Record list >>
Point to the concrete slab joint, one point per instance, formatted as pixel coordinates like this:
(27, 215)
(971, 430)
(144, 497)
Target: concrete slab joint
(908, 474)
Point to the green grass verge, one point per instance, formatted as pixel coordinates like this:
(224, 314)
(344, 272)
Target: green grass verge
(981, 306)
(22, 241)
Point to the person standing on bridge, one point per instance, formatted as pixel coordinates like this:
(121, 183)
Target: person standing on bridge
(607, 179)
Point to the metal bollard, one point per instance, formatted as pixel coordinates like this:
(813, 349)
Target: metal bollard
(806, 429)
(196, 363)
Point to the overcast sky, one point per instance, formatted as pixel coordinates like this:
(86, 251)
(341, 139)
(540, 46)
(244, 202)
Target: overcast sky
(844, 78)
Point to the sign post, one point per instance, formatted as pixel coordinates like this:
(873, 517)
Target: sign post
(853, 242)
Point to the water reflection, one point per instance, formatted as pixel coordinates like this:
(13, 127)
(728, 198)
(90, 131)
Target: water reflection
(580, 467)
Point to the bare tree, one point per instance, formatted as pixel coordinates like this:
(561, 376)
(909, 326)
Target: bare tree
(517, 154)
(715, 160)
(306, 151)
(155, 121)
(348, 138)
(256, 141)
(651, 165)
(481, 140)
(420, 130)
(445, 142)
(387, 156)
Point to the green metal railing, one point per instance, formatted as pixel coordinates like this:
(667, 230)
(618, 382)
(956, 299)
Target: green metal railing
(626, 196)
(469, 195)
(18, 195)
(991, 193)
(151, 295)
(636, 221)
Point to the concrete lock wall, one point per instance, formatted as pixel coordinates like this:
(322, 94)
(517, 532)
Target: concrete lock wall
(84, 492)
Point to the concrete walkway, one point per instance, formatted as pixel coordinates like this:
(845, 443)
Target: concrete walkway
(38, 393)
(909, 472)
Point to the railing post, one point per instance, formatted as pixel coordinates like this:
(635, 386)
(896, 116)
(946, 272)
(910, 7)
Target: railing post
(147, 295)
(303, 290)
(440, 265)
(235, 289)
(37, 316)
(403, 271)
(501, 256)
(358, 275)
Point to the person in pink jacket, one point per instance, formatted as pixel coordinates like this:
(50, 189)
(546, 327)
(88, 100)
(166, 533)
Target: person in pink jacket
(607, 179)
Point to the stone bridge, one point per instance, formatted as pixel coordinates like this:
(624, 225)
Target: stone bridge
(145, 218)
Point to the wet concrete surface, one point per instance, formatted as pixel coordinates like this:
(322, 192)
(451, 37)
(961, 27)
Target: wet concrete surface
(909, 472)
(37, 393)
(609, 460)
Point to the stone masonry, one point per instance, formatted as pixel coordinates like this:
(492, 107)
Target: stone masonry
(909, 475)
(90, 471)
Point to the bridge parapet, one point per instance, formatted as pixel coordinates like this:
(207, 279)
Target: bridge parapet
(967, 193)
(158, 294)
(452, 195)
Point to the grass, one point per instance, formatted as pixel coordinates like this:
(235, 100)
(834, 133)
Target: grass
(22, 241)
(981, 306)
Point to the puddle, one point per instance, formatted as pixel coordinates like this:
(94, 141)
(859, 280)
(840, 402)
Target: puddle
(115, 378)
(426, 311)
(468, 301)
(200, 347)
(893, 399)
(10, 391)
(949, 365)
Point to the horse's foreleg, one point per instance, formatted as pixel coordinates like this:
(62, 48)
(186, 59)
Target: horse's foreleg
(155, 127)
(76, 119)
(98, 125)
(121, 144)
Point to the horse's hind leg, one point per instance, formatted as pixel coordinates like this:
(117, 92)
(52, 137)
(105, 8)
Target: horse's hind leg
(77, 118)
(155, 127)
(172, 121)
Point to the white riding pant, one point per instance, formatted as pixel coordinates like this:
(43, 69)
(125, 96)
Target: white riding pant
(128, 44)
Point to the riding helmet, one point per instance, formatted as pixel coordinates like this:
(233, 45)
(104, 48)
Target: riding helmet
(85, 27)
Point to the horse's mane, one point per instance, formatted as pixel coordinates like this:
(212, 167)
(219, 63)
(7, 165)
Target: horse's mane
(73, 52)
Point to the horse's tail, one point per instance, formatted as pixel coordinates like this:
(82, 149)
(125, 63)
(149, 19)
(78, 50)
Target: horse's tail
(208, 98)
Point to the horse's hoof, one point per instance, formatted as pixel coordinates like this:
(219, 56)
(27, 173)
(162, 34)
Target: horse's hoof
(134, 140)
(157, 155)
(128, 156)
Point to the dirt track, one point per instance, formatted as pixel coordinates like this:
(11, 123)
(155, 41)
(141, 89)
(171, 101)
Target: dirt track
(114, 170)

Short exercise >> Could you reproduce the records starting at the line containing "Point to the grass, one" and ending at the end of the records, changing "dirt track" to "gravel track" and leaving everything else unchanged?

Result for this exercise >>
Point to the grass, one point per instance, formatted as pixel coordinates like this:
(235, 100)
(834, 133)
Target: grass
(22, 241)
(981, 306)
Point to the puddle, one point per instance, formatted as pixel coordinates like this:
(94, 141)
(859, 280)
(840, 402)
Target: puddle
(115, 378)
(426, 311)
(468, 301)
(200, 347)
(893, 399)
(10, 391)
(949, 365)
Point to the horse's foreleg, one point per instance, formatted as pixel coordinates like this:
(62, 48)
(186, 59)
Target: horse's foreleg
(155, 127)
(76, 119)
(98, 125)
(121, 144)
Point to the horse's hind leg, one point per instance, formatted as pixel coordinates like this:
(117, 92)
(52, 137)
(105, 8)
Target: horse's hind leg
(77, 118)
(155, 127)
(172, 121)
Point to the white riding pant, one point per instance, formatted as pixel coordinates like this:
(43, 69)
(125, 96)
Target: white riding pant
(128, 44)
Point to the riding helmet, one point per instance, formatted as pixel coordinates like this:
(233, 45)
(104, 48)
Target: riding helmet
(85, 27)
Point to the horse's mane, one point per instance, formatted as pixel coordinates like this:
(212, 167)
(219, 63)
(7, 165)
Target: horse's mane
(73, 52)
Point to the horse's tail, one point per instance, formatted as pixel coordinates like this:
(82, 149)
(125, 63)
(149, 19)
(78, 50)
Target: horse's tail
(208, 98)
Point to the horse's hoof, one point per instance, formatted as pixel coordinates like this:
(219, 56)
(27, 173)
(162, 34)
Target: horse's hoof
(134, 140)
(157, 155)
(128, 156)
Point to the gravel track, one point per instance, formatted as pixel coordinates like this:
(11, 123)
(155, 41)
(141, 89)
(171, 101)
Target: gravel track
(114, 170)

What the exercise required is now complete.